§ TASK INSTRUCTIONS: Copy every one of the records below word for word, keeping each line unchanged.

§ RECORDS:
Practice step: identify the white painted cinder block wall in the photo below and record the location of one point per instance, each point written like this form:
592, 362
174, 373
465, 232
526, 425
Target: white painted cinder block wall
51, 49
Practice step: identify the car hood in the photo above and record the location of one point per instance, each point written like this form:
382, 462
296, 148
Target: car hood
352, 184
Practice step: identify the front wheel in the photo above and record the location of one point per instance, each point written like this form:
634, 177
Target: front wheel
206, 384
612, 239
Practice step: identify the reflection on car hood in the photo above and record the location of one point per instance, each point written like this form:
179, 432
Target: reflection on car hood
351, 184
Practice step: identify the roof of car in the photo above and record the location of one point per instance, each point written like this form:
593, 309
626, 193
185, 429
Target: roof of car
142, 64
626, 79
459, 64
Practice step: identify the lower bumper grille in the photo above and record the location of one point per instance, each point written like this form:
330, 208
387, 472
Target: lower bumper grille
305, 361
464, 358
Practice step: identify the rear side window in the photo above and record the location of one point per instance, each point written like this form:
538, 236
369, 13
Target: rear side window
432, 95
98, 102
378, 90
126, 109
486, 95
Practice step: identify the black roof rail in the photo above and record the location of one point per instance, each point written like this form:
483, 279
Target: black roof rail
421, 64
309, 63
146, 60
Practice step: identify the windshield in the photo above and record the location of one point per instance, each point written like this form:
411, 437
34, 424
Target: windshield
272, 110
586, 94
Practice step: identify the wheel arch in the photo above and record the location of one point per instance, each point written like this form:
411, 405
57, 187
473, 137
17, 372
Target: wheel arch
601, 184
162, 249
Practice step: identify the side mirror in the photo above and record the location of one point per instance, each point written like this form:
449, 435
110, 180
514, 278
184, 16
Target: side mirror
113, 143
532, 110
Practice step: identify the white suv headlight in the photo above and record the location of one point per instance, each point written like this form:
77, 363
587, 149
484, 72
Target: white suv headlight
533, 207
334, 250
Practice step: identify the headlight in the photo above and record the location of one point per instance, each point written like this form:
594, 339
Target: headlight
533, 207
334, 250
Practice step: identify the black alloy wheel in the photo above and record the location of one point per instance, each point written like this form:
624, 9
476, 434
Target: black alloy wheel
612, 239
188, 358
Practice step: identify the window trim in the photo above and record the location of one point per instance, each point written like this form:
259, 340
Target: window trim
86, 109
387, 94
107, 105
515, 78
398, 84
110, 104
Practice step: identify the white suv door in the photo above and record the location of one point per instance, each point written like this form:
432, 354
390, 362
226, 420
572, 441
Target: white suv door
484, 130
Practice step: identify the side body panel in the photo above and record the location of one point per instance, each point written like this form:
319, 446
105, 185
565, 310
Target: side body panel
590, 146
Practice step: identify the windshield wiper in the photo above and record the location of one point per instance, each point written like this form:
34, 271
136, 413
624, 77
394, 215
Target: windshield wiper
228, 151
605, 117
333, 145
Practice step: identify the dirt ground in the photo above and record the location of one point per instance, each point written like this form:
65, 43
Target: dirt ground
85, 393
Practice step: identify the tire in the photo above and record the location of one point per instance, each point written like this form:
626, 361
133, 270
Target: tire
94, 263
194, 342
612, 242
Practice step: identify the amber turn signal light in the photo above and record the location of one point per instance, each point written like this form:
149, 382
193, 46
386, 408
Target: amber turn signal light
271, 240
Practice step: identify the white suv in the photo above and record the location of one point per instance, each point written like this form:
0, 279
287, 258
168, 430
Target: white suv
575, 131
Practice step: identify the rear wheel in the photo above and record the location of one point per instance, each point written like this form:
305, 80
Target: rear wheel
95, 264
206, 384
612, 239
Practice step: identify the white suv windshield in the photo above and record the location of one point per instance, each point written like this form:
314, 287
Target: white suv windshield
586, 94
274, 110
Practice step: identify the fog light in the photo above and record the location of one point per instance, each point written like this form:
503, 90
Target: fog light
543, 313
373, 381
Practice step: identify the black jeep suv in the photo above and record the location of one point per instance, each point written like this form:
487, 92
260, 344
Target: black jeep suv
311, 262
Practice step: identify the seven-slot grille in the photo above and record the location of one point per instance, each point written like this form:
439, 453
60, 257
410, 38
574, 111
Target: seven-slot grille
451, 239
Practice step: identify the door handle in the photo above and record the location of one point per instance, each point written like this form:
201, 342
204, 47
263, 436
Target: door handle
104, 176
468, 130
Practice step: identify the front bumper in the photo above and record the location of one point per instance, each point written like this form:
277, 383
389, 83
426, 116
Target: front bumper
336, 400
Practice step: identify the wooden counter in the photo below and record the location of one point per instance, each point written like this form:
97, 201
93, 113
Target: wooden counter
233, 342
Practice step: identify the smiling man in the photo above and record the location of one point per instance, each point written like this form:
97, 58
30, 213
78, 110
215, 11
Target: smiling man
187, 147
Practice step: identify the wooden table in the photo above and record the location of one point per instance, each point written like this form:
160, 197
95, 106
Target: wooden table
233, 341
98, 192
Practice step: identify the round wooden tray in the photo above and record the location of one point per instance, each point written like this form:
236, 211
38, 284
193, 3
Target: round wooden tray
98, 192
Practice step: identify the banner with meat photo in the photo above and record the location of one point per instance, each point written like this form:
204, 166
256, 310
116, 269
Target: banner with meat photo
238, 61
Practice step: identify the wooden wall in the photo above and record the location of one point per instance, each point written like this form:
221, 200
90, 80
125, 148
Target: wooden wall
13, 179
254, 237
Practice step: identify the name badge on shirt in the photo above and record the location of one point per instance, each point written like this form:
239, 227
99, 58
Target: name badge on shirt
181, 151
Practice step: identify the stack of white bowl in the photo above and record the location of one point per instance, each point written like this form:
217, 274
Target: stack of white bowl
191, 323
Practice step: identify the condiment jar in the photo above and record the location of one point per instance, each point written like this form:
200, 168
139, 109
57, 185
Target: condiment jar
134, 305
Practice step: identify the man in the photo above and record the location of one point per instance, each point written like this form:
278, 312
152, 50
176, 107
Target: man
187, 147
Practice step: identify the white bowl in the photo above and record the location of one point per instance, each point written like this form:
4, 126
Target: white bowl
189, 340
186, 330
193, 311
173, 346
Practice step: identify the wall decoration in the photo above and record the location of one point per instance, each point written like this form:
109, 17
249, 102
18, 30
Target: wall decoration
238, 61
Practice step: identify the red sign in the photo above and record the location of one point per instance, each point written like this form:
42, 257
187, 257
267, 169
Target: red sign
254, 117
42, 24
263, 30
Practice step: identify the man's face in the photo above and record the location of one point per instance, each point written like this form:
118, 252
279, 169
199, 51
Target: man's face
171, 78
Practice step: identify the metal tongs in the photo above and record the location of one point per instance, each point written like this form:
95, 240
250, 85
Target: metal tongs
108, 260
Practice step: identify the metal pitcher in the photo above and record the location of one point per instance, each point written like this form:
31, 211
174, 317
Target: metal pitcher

§ RESPONSE TO THE EXERCISE:
Practice step: identify the white painted cinder block wall in the photo below and record the location of one point per instance, each point written like this form:
592, 362
174, 373
465, 232
526, 425
Target: white painted cinder block wall
51, 49
Practice step: identify the car hood in the photo above and record the location of one point per instance, each point written like this form:
382, 462
296, 148
Target: car hood
352, 184
Practice step: identify the front wheel in the photo above and record the location of one point per instance, each point written like this form:
634, 177
Target: front wheel
206, 384
612, 239
Practice step: identify the reflection on car hood in the photo above and record the location of one point per instance, each point written like this form:
179, 432
Target: reflection on car hood
351, 184
Practice step: identify the roof of car in the photo above and record the location of one point per instance, each point written like this form:
593, 309
626, 193
185, 429
Target: roof of car
142, 64
626, 79
459, 64
Practice step: identify the lower bumper grille in the photo above and record the location of one point per instance, each point written like this form:
330, 208
387, 472
Target: lower bumper grille
305, 361
464, 358
Practice step: identify the rear side window in the photo above and record the location of one point per instance, each point written like this form:
538, 236
369, 13
Target: rear side window
432, 95
98, 102
378, 90
126, 109
486, 95
Practice step: identify the black roof rail in the photo above and record the location of one point per instance, each point written like this form:
483, 279
Target: black roof rail
421, 64
309, 63
146, 60
Practice step: identify the windshield in the photo above and record the location of one point per instance, each point written like this form:
411, 437
34, 424
Target: windshield
272, 110
586, 94
Practice step: identify the wheel arch in the photo above and record the location of one point per instance, each point written like this form:
411, 405
57, 187
473, 137
17, 372
Target: wheel arch
601, 184
162, 249
Practice step: identify the side mirror in the photo above and record the location of one point per instance, each point written like this form:
449, 435
110, 180
514, 278
184, 16
Target: side mirror
113, 143
532, 110
Practice step: identify the white suv headlight in the photo above and record the location of one point per instance, each point written like this form:
77, 363
587, 149
484, 72
Target: white suv headlight
533, 207
334, 250
Practice step: identify the headlight in the photo above and record the location of one point per instance, each point written like this form:
594, 339
Target: headlight
533, 207
334, 250
Practice step: identify the black alloy wheel in the photo above and record the location of one point per instance, each point written like this form:
624, 9
476, 434
Target: black alloy wheel
612, 239
188, 358
Practice step: identify the window trim in the photo above and record the location of one point per instance, each point written like this form:
259, 340
Target: window trim
86, 109
387, 94
107, 105
515, 78
398, 84
110, 104
Practice step: identify the white suv door in the photo above and record the location of one point per instance, each point written like this form:
432, 354
390, 362
226, 420
572, 441
Target: white suv door
484, 130
Practice step: identify the side body panel in the photo above and record the location of one point per instance, each point written like this form:
319, 446
105, 185
565, 310
Target: side body panel
590, 146
Practice step: identify the windshield wiper in the photo above and record the location of one point per instance, each point written like this form:
34, 271
136, 413
624, 77
394, 215
Target: windshield wiper
228, 151
605, 117
333, 145
Practice step: identify the dirt ground in the photo above and record the location of one point per instance, each point written like this form:
65, 43
Target: dirt ground
85, 393
Practice step: identify the tire in the photo above and record the location of one point per instance, each point written like this form:
626, 361
133, 270
Target: tire
94, 263
194, 342
612, 242
Practice step: identify the amber turn signal light in the photo above and record the location of one point per instance, each point written like this form:
149, 382
193, 46
386, 408
Target: amber turn signal light
271, 240
Practice step: identify the white suv in the photo above and record the location of one point per instance, each point written like this form:
0, 279
287, 258
168, 430
Target: white suv
575, 131
Practice step: identify the rear wheel in the photo above and record the location of one point per instance, each point written like this form:
305, 80
Target: rear wheel
95, 264
206, 384
612, 239
Practice step: identify the white suv windshield in the photo above and record the location of one point per instance, each point written like this form:
314, 287
Target: white suv windshield
586, 94
274, 110
Practice step: identify the fog light in the photo above and record the location of one point per instance, each point written like this form:
503, 90
Target: fog light
543, 313
373, 381
Practice step: identify the black jeep suv in the photo above and record the location of one point per instance, each point written like this form:
487, 92
260, 344
Target: black jeep suv
311, 262
Practice step: identify the seven-slot grille in the photo above and record the location of one point per instance, each point written like this form:
439, 453
60, 257
410, 38
574, 111
Target: seven-slot grille
451, 239
Practice step: identify the door handle in the photo above and record the location of one point per instance, each point written like this form:
201, 342
204, 47
263, 436
Target: door handle
104, 176
468, 130
Practice step: identify the front bumper in the photo above and record the location of one point per instance, each point written like this form:
277, 383
389, 83
426, 116
Target: front bumper
336, 400
Practice step: identify the wooden counter in the photo below and record the location of one point per instance, each point written like this form:
97, 201
93, 113
Target: wooden counter
233, 342
Practice step: identify the smiling man in the photo above and record the location of one point per instance, each point written like this form:
97, 58
30, 213
78, 110
215, 11
Target: smiling man
187, 147
Practice step: identify the wooden table in the photo above and record the location of one point per instance, each point written like this form:
160, 197
95, 106
Target: wooden table
233, 341
98, 192
Practice step: identify the round wooden tray in the photo above and record the location of one point per instance, each point written like this form:
236, 211
38, 284
193, 3
Target: round wooden tray
98, 192
Practice step: identify the banner with meat photo in the photo above and record the location of one point per instance, each point written like this form:
204, 166
256, 310
116, 269
Target: banner with meat photo
238, 61
Practice step: identify the wooden wall in the photo above and record the location of one point per instance, each point written like this form:
221, 200
90, 80
125, 148
Target: wooden wall
13, 179
254, 237
Practice step: identify the name badge on shirt in the photo above and record the location of one point per instance, each point written like this form:
239, 227
99, 58
Target: name badge on shirt
181, 151
Practice step: identify the stack of white bowl in the photo above and record the location of one point per instance, each point written like this form:
217, 274
Target: stack of white bowl
191, 323
Practice step: identify the condiment jar in the photo above and record the location of one point per instance, each point written like this form:
200, 168
139, 109
57, 185
Target: condiment jar
134, 305
Practice step: identify the man in the photo above and record the location of one point per instance, each point written like this form:
278, 312
152, 50
176, 107
Target: man
187, 147
Practice step: identify the white bowl in the photo above and record the location of one point per instance, each point written like this form:
4, 126
Target: white bowl
189, 340
186, 330
193, 311
173, 346
Practice step: identify the wall decoration in the photo above and record the location of one point per instance, each point written like this form:
109, 17
249, 102
18, 30
Target: wall decoration
238, 61
Practice step: identify the red sign in the photo above and record the location of one point per instance, each point written like this form:
42, 257
187, 257
267, 169
Target: red sign
254, 117
42, 24
263, 30
Practice step: identify the man's face in the photo above and record the location of one point per instance, each point written like this form:
118, 252
279, 169
199, 51
Target: man's face
171, 78
Practice step: identify the metal tongs in the photo above and record the location of one point per instance, each point written like this form:
95, 240
250, 85
Target: metal tongs
108, 260
Practice step: identify the metal pitcher in the photo above and record the location of one point per instance, each point written like this form:
31, 211
174, 317
Target: metal pitcher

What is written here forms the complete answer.